Edite os registros abaixo trocando "An example of the format" por "A sample of the format" em todas as ocorrências e mantenha todo o resto sem alteração.

[Itens de rotulagem de regiões]
-------

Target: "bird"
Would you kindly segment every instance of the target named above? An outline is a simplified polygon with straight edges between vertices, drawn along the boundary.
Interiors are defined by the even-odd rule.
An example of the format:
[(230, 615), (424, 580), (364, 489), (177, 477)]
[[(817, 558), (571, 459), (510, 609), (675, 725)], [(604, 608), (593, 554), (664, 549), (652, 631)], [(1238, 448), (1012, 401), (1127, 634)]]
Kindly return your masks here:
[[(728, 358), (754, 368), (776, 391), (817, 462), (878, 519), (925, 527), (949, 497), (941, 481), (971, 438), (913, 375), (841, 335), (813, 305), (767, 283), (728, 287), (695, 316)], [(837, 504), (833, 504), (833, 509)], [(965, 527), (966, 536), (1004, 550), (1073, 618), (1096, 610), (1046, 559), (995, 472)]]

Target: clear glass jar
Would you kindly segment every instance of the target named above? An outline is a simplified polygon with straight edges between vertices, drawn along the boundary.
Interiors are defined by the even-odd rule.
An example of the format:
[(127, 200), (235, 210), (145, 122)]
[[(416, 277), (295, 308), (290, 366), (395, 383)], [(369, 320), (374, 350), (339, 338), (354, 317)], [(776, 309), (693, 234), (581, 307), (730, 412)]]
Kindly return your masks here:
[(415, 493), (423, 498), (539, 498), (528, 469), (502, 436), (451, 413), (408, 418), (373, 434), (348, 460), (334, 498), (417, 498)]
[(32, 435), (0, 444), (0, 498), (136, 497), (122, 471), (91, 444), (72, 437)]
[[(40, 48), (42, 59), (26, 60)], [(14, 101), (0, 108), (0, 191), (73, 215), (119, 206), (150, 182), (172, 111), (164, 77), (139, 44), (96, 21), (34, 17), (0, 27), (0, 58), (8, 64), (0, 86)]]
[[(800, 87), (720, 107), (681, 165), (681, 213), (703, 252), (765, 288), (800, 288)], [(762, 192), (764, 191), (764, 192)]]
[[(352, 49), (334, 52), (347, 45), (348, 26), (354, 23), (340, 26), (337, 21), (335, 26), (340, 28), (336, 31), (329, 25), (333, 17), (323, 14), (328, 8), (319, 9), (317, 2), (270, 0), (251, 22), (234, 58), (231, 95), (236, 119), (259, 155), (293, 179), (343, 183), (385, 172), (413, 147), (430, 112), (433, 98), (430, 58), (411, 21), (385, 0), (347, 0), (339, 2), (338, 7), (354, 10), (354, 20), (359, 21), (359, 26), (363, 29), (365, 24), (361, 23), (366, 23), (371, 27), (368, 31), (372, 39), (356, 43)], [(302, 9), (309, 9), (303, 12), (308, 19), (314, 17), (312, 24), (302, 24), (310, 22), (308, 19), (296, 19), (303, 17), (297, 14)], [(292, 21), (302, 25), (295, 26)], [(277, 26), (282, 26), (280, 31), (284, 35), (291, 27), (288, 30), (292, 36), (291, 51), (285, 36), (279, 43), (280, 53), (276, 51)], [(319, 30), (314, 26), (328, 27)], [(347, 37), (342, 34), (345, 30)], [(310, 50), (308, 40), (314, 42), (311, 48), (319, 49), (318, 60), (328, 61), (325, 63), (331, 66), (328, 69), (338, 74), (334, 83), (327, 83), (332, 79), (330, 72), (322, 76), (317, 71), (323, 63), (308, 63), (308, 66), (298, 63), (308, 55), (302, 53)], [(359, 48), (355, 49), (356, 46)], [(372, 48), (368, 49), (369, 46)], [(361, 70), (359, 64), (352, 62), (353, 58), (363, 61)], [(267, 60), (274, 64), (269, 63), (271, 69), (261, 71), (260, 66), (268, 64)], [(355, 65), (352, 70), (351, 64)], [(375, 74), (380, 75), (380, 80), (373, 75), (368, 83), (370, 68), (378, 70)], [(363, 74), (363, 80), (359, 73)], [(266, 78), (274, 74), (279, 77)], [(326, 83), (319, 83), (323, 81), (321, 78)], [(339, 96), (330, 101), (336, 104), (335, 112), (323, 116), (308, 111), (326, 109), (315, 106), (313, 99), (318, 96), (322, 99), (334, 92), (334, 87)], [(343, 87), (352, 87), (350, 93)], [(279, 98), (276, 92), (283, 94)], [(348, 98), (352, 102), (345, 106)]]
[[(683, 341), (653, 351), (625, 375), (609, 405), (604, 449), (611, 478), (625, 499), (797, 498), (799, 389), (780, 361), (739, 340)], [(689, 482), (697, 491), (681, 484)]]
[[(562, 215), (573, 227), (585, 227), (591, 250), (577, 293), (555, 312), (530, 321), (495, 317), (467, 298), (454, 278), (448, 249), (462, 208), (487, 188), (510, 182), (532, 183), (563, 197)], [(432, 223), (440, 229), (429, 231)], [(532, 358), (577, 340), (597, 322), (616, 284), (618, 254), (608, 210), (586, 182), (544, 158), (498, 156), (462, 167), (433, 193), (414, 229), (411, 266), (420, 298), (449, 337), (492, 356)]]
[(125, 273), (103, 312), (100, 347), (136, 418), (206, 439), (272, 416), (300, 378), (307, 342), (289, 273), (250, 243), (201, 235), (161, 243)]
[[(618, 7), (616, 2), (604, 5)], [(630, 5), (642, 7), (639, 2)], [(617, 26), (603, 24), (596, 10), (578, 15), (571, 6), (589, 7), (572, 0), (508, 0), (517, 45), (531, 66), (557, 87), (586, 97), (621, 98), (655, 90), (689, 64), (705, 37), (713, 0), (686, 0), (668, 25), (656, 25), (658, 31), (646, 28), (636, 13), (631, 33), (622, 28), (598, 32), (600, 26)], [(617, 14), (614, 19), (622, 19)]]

-------

• **Resultado do exercício**
Target: "bird"
Would you kindly segment every instance of the target named above? An outline is a simplified polygon with straight edges between vertices, drawn along the boundary.
Interiors are defined by the even-odd rule.
A sample of the format:
[(230, 615), (424, 580), (364, 489), (177, 477)]
[[(817, 558), (571, 459), (510, 609), (675, 725)], [(604, 608), (593, 554), (664, 549), (652, 631)], [(1238, 448), (1012, 401), (1127, 634)]]
Kindly return your masks here:
[[(728, 358), (754, 368), (776, 391), (817, 462), (878, 519), (925, 527), (949, 497), (941, 481), (971, 438), (913, 375), (841, 335), (813, 305), (767, 283), (728, 287), (695, 316)], [(837, 504), (833, 504), (833, 509)], [(965, 527), (966, 536), (1004, 550), (1073, 618), (1096, 610), (1046, 559), (995, 472)]]

Target: clear glass jar
Would you kindly segment every instance of the target named above? An outline is a simplified polygon with straight edges between vertices, drawn along the boundary.
Interiors are defined by the even-odd rule.
A sample of the format:
[(127, 200), (235, 210), (145, 122)]
[[(416, 277), (295, 308), (290, 366), (395, 383)], [(369, 320), (374, 350), (339, 338), (354, 317)], [(776, 309), (693, 234), (581, 307), (730, 412)]]
Kindly return your masks here:
[(415, 493), (423, 498), (539, 498), (528, 469), (502, 436), (451, 413), (408, 418), (373, 434), (348, 460), (334, 498), (417, 498)]
[(32, 435), (0, 444), (0, 498), (136, 497), (122, 471), (91, 444), (72, 437)]
[[(40, 48), (42, 59), (26, 60)], [(14, 101), (0, 108), (0, 191), (73, 215), (119, 206), (150, 182), (172, 111), (164, 77), (139, 44), (96, 21), (34, 17), (0, 27), (0, 58), (8, 64), (0, 86)]]
[[(800, 87), (720, 107), (681, 165), (681, 213), (703, 252), (765, 288), (800, 288)], [(762, 192), (764, 191), (764, 192)]]
[[(352, 49), (334, 52), (347, 45), (348, 26), (354, 23), (340, 26), (337, 21), (335, 26), (340, 28), (336, 31), (329, 25), (333, 17), (323, 14), (328, 8), (319, 9), (317, 2), (270, 0), (251, 22), (234, 58), (231, 95), (236, 119), (259, 155), (293, 179), (343, 183), (385, 172), (413, 147), (430, 112), (433, 98), (430, 58), (411, 21), (385, 0), (347, 0), (339, 2), (338, 7), (354, 10), (354, 20), (359, 21), (359, 26), (363, 29), (365, 24), (361, 23), (366, 23), (371, 27), (368, 31), (372, 39), (356, 43)], [(302, 9), (309, 9), (303, 12), (308, 19), (314, 17), (312, 24), (302, 24), (310, 22), (308, 19), (296, 19), (303, 17), (297, 14)], [(292, 21), (302, 25), (295, 26)], [(277, 26), (282, 26), (280, 31), (284, 35), (291, 27), (288, 30), (292, 36), (291, 51), (285, 36), (279, 43), (280, 53), (276, 51)], [(319, 30), (314, 26), (328, 27)], [(347, 37), (342, 34), (345, 30)], [(310, 50), (308, 40), (314, 42), (311, 48), (319, 49), (318, 60), (328, 61), (325, 63), (331, 66), (328, 69), (338, 74), (334, 83), (327, 83), (332, 79), (330, 72), (322, 76), (317, 71), (323, 63), (308, 63), (308, 66), (298, 63), (308, 55), (302, 53)], [(359, 48), (355, 49), (356, 46)], [(372, 48), (368, 49), (369, 46)], [(361, 70), (359, 64), (352, 62), (353, 58), (363, 61)], [(267, 60), (274, 64), (269, 63), (271, 69), (261, 71), (260, 66), (268, 64)], [(355, 65), (352, 70), (351, 64)], [(375, 74), (380, 75), (380, 80), (373, 75), (368, 83), (370, 68), (378, 70)], [(363, 74), (363, 80), (359, 73)], [(266, 78), (274, 74), (279, 77)], [(326, 83), (319, 83), (323, 81), (321, 78)], [(339, 96), (330, 101), (336, 104), (335, 112), (323, 116), (308, 111), (326, 109), (315, 106), (313, 99), (318, 96), (322, 99), (334, 92), (334, 87)], [(343, 87), (352, 87), (350, 93)], [(279, 98), (276, 92), (283, 94)], [(348, 98), (352, 102), (345, 106)]]
[[(683, 341), (653, 351), (625, 375), (609, 405), (604, 449), (611, 478), (625, 499), (797, 498), (799, 389), (780, 361), (739, 340)], [(689, 482), (697, 491), (681, 484)]]
[[(562, 215), (573, 227), (585, 227), (591, 250), (577, 293), (555, 312), (530, 321), (495, 317), (467, 298), (454, 278), (448, 249), (462, 208), (487, 188), (510, 182), (532, 183), (563, 197)], [(432, 223), (440, 229), (429, 231)], [(532, 358), (577, 340), (597, 322), (616, 284), (618, 254), (608, 210), (586, 182), (544, 158), (498, 156), (462, 167), (433, 193), (414, 229), (411, 266), (420, 298), (449, 337), (492, 356)]]
[(125, 273), (103, 312), (100, 347), (136, 418), (206, 439), (272, 416), (300, 378), (307, 342), (289, 273), (250, 243), (201, 235), (161, 243)]
[[(618, 7), (616, 2), (604, 5)], [(630, 5), (642, 7), (639, 2)], [(617, 26), (603, 24), (596, 10), (578, 15), (571, 6), (589, 7), (572, 0), (508, 0), (517, 45), (531, 66), (557, 87), (586, 97), (621, 98), (655, 90), (689, 64), (705, 37), (713, 0), (686, 0), (668, 25), (656, 25), (658, 31), (646, 28), (636, 13), (631, 33), (622, 28), (598, 32), (600, 26)], [(617, 14), (614, 19), (622, 19)]]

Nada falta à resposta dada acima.